▶ [TASK]:
Each entry must be restated word for word.

▶ [EXTRACTED ENTRIES]:
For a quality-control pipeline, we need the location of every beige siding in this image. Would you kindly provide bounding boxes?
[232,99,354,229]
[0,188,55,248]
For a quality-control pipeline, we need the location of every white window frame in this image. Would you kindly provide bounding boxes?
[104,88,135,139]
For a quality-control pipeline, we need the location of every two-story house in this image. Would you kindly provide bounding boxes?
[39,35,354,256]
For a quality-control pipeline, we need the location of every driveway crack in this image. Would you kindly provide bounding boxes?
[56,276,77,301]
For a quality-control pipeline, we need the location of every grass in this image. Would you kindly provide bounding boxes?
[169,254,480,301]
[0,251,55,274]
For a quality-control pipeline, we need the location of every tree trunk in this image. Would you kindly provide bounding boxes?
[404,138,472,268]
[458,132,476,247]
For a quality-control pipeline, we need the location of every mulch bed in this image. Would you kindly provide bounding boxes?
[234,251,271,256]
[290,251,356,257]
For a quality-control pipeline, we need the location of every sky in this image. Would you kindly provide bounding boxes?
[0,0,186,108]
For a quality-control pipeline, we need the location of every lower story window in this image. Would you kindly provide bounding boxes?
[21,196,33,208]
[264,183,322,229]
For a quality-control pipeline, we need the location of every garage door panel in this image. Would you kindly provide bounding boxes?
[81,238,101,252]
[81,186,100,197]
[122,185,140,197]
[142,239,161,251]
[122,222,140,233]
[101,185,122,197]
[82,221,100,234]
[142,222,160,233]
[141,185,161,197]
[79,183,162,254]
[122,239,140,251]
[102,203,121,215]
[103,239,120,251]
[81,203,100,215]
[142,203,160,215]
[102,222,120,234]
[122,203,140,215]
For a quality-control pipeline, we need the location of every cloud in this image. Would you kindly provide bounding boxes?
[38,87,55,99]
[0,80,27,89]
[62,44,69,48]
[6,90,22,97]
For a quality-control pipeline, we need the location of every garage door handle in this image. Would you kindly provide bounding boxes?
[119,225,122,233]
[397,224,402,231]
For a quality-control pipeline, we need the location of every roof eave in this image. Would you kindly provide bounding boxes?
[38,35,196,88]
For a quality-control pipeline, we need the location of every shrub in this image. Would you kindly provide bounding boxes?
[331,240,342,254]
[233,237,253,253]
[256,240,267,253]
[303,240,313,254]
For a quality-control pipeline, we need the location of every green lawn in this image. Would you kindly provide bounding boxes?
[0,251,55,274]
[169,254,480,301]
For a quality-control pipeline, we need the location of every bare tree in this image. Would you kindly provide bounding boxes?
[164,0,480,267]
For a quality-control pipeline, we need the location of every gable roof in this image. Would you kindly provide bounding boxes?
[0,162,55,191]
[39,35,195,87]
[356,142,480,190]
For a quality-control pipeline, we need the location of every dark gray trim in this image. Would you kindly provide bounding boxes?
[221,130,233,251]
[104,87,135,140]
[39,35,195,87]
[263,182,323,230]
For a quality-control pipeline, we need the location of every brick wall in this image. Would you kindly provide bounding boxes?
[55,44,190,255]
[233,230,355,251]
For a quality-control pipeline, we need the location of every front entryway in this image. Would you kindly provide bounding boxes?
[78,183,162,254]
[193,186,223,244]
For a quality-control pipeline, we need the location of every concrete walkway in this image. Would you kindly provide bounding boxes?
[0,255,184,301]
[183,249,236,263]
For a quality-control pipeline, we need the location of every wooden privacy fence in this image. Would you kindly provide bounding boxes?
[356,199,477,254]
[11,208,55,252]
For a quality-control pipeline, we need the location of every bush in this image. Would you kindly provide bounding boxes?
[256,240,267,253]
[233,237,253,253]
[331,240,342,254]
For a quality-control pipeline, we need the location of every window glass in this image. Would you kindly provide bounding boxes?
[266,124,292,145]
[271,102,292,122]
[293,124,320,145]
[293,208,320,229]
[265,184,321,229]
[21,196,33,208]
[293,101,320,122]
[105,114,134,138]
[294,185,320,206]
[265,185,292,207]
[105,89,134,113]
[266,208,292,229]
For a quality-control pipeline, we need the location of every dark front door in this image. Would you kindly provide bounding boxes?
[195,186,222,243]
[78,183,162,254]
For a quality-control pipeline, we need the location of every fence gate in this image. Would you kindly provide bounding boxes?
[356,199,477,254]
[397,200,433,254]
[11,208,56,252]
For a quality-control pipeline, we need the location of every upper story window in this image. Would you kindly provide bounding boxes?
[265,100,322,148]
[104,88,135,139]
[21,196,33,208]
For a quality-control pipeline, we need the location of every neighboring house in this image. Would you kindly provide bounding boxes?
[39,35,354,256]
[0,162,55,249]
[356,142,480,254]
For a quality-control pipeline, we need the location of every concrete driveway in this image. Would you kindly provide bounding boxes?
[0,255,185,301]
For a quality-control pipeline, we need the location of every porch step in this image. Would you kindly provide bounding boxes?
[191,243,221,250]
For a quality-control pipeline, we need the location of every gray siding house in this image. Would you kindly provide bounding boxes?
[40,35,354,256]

▶ [RESPONSE]:
For a quality-control pipeline, we need the location of every beige siding in this image. Would you kindly provide bounding boxes?
[232,99,354,229]
[0,188,55,248]
For a quality-control pipeline, we need the location of every white window frame in this image. Would you kindly provide bounding boxes?
[104,88,135,139]
For a quality-control pipeline, we need the location of every two-story house in this image. Would you kindly provide bounding boxes?
[39,35,354,256]
For a quality-control pipeline, we need the location of every driveway crack in this image. Would you kindly provide bounding boxes?
[56,276,77,301]
For a quality-control pipeline, we need the location of every grass in this image. Would you kindly provide bounding boxes?
[169,254,480,301]
[0,251,55,274]
For a quality-control pipeline, we need the location of every tree trunk in this image. Would you kindly provide bounding boxes?
[404,138,472,268]
[458,132,476,247]
For a quality-control pipeline, we need the location of every mulch bed in this image. Would you kindly provide bounding boxes?
[234,251,271,256]
[290,251,356,257]
For a quality-control pipeline, we need the location of every sky in this image. Would you kindly provide bounding boxes?
[0,0,186,108]
For a quality-control pipeline, we need the location of every lower story window in this image. Would you kindly provide bounding boxes?
[21,196,33,208]
[264,183,322,229]
For a quality-control pipeline, we need the location of every garage door panel in this image. Would you kindly provide bounding boxes?
[81,238,101,252]
[81,186,100,197]
[122,185,140,197]
[142,239,161,251]
[122,222,140,233]
[101,185,122,197]
[82,221,100,234]
[142,222,160,233]
[141,185,161,197]
[79,183,162,254]
[122,239,140,251]
[102,203,121,215]
[103,239,120,251]
[81,203,100,215]
[142,203,160,215]
[102,222,120,234]
[122,203,140,215]
For a quality-control pipeline, we need the location of every cloud in this image. Would you kindly provide bounding boxes?
[38,87,55,99]
[0,80,27,89]
[62,44,69,48]
[6,90,22,97]
For a quality-control pipeline, we need the location of every garage door handle in this image. Would you kindly provide bounding boxes?
[119,225,122,233]
[397,224,402,231]
For a quality-control pipeline, we need the location of every roof eave in this image. Would you kindly provide bounding boxes?
[38,35,196,88]
For a quality-control pipeline, we need the location of every shrub in this image. Would you kindly provide bounding boxes?
[331,240,342,254]
[233,237,253,253]
[256,240,267,253]
[303,240,313,254]
For a quality-control pipeline, we need the location of every green lawn in this image. Would you kindly provide bounding boxes?
[0,251,55,274]
[169,254,480,301]
For a quality-control pipeline, we need the location of every bare tree in this image. Would you kindly provide bounding boxes?
[164,0,480,267]
For a quality-control pipeline, we need the location of every gable roof in this image. Would you kindly provide bounding boxes?
[0,162,55,191]
[39,35,195,87]
[356,142,480,190]
For a quality-control pipeline, we need the location of every dark gray trim in this image. Would you kindly provide bounding boxes?
[221,130,233,251]
[104,87,135,140]
[39,35,195,87]
[263,182,323,230]
For a quality-control pipeline, we need the location of every brick wall in this image. Would you kindly provide bounding boxes?
[55,44,190,255]
[233,230,355,251]
For a quality-control pipeline, we need the location of every front entryway in this image. Would you kindly provide bounding boxes?
[78,183,162,254]
[193,186,223,244]
For a quality-control pipeline, we need the location of every concrete walkway in this image. Would you kindly provide bounding boxes?
[0,255,184,301]
[183,249,236,263]
For a quality-control pipeline, we need the location of every wooden privacy fence in this image. Would you kindly provide bounding boxes?
[356,199,477,254]
[11,208,55,252]
For a quality-control pipeline, we need the location of every bush in this image. Would you kindly provide bounding boxes?
[256,240,267,253]
[233,237,253,253]
[331,240,342,254]
For a quality-control pipeline, we need the location of every window glass in this image. Would you kindly provide bounding boxes?
[266,124,292,145]
[271,102,292,122]
[293,124,320,145]
[293,208,320,229]
[265,184,321,229]
[21,196,33,208]
[293,101,320,122]
[105,114,134,138]
[294,185,320,206]
[265,185,292,207]
[105,89,134,113]
[266,208,292,229]
For a quality-control pipeline, we need the location of every dark front door in this image. Would you kindly provide bounding boxes?
[195,186,222,243]
[78,183,162,254]
For a quality-control pipeline, we need the location of every fence gate in this image. Would you kindly provide bounding boxes?
[356,199,477,254]
[397,200,433,254]
[11,208,56,252]
For a quality-control pipeline, we need the location of every upper story window in this image. Would you kindly provide bounding boxes?
[265,100,322,148]
[104,88,135,139]
[21,196,33,208]
For a quality-control pipeline, we need the location of every neighboring house in this image. Would you kindly provide bounding boxes?
[39,35,354,256]
[0,162,55,249]
[356,142,480,254]
For a quality-control pipeline, we need the location of every concrete driveway in this image. Would you kindly provide bounding boxes?
[0,255,185,301]
For a quality-control pipeline, we need the location of every porch step in this image. Would you kindly provide bounding boxes?
[191,243,221,250]
For a quality-control pipeline, we need the location of every gray siding house in this image. Would you kindly provide bounding boxes?
[40,35,354,256]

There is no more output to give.